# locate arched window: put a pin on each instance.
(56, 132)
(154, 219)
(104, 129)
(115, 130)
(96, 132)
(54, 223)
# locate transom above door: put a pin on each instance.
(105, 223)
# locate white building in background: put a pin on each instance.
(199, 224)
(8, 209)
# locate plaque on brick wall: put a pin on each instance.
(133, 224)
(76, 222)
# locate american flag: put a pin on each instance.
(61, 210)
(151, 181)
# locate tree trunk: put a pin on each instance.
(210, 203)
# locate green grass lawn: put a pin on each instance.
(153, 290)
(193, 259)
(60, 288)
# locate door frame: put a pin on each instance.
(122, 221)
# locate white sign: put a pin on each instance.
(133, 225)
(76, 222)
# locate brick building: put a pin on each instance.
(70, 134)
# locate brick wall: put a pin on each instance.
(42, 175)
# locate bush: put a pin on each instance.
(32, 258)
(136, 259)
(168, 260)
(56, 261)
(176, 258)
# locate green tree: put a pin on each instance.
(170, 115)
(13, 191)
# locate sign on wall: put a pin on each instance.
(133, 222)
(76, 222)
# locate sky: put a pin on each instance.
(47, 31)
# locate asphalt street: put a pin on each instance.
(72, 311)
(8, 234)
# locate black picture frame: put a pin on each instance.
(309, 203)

==================================================

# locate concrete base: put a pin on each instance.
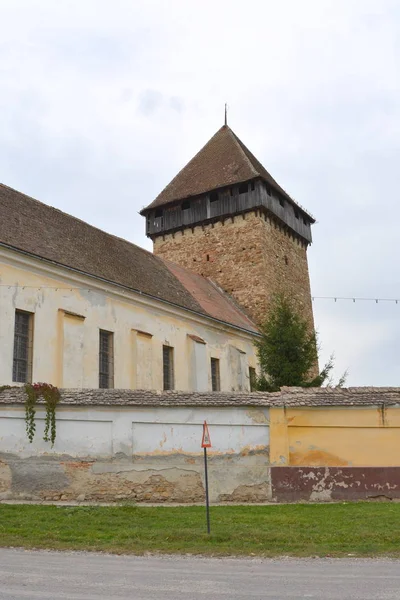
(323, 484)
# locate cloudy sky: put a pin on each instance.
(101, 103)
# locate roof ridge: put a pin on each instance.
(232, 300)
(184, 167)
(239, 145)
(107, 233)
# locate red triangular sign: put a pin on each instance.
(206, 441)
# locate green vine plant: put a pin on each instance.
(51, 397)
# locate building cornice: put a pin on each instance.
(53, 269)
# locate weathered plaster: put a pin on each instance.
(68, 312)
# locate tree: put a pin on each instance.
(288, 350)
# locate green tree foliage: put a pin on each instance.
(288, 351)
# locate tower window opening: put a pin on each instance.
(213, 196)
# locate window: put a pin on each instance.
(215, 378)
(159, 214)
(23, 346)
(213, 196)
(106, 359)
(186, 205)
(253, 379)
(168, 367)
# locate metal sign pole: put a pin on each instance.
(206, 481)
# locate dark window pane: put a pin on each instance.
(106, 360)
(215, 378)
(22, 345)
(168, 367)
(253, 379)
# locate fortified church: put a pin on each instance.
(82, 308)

==================================================

§ **TASK GOAL**: Count the lines in the records above that contain the string "window", with case counting. Reply with the number alone.

§ **OUTPUT FOR THIS TASK**: 4